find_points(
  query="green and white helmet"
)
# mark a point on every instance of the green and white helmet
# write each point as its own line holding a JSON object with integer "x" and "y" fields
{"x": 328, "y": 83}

◇ ◇ ◇ ◇ ◇

ACTIVITY → Once you have read the records, repeat them all exactly.

FINAL ANSWER →
find_points(
  query="green and white helmet"
)
# mark a point on every instance of the green and white helmet
# write each point as its own line holding a JSON object with integer "x" and "y" fields
{"x": 328, "y": 83}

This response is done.